EXERCISE AIM: Drop the pictures from the entries below, then reproduce the rest exactly.

Location identification items:
###
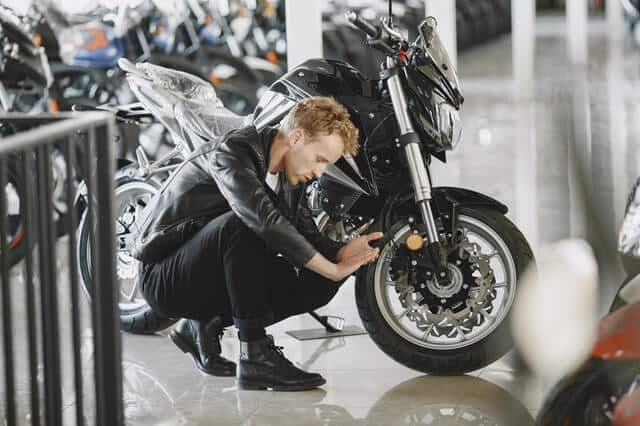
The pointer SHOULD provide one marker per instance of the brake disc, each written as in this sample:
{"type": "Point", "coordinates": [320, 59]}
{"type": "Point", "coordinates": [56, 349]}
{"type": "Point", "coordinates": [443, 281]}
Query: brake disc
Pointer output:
{"type": "Point", "coordinates": [447, 321]}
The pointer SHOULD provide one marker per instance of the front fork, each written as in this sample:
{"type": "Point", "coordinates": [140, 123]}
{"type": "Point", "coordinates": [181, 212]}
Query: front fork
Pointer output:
{"type": "Point", "coordinates": [418, 169]}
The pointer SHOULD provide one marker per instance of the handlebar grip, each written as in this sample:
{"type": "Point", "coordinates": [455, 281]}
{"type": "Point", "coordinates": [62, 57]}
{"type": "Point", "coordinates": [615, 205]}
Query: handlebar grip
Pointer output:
{"type": "Point", "coordinates": [364, 25]}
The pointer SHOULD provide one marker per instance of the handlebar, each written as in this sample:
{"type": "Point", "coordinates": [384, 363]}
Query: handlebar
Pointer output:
{"type": "Point", "coordinates": [379, 37]}
{"type": "Point", "coordinates": [364, 25]}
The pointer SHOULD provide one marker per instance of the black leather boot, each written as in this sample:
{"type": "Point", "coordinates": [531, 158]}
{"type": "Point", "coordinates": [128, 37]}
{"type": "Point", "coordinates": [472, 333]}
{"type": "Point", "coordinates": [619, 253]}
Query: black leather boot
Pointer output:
{"type": "Point", "coordinates": [202, 341]}
{"type": "Point", "coordinates": [264, 366]}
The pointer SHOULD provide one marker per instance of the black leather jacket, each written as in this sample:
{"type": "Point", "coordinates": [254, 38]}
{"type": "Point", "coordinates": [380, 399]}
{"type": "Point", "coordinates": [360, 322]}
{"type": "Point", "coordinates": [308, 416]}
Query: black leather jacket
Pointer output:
{"type": "Point", "coordinates": [228, 174]}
###
SOLUTION FOR THIS TASK:
The pointer SHOULD provide one marker per instance of the brake disc, each written as in this sample:
{"type": "Point", "coordinates": [320, 59]}
{"type": "Point", "coordinates": [56, 349]}
{"type": "Point", "coordinates": [443, 281]}
Query: brake disc
Pointer output:
{"type": "Point", "coordinates": [447, 321]}
The pointer SHOULD provide one marker per instance of the front fork, each written as in this sample:
{"type": "Point", "coordinates": [140, 123]}
{"type": "Point", "coordinates": [181, 212]}
Query: front fork
Pointer output:
{"type": "Point", "coordinates": [418, 169]}
The pointer SHOULD provide one marker per instance of the handlebar grip, each written as in this sample:
{"type": "Point", "coordinates": [455, 281]}
{"type": "Point", "coordinates": [62, 57]}
{"type": "Point", "coordinates": [615, 205]}
Query: handlebar grip
Pointer output:
{"type": "Point", "coordinates": [364, 25]}
The pointer SHOULD provide one marker per instance of the handlebar, each written as in this sample:
{"type": "Point", "coordinates": [384, 363]}
Query: handlebar
Pointer output:
{"type": "Point", "coordinates": [379, 37]}
{"type": "Point", "coordinates": [364, 25]}
The pointer SHOULD provide one marker per instance of the black leather boot, each written as in this sample:
{"type": "Point", "coordinates": [531, 158]}
{"type": "Point", "coordinates": [128, 37]}
{"type": "Point", "coordinates": [472, 333]}
{"type": "Point", "coordinates": [619, 253]}
Query: black leather boot
Pointer output:
{"type": "Point", "coordinates": [202, 341]}
{"type": "Point", "coordinates": [264, 366]}
The pointer SHOULD provide one marker per instance of the black leather jacket, each written as in this sample:
{"type": "Point", "coordinates": [254, 38]}
{"type": "Point", "coordinates": [380, 399]}
{"type": "Point", "coordinates": [360, 322]}
{"type": "Point", "coordinates": [308, 416]}
Query: black leather jacket
Pointer output:
{"type": "Point", "coordinates": [228, 174]}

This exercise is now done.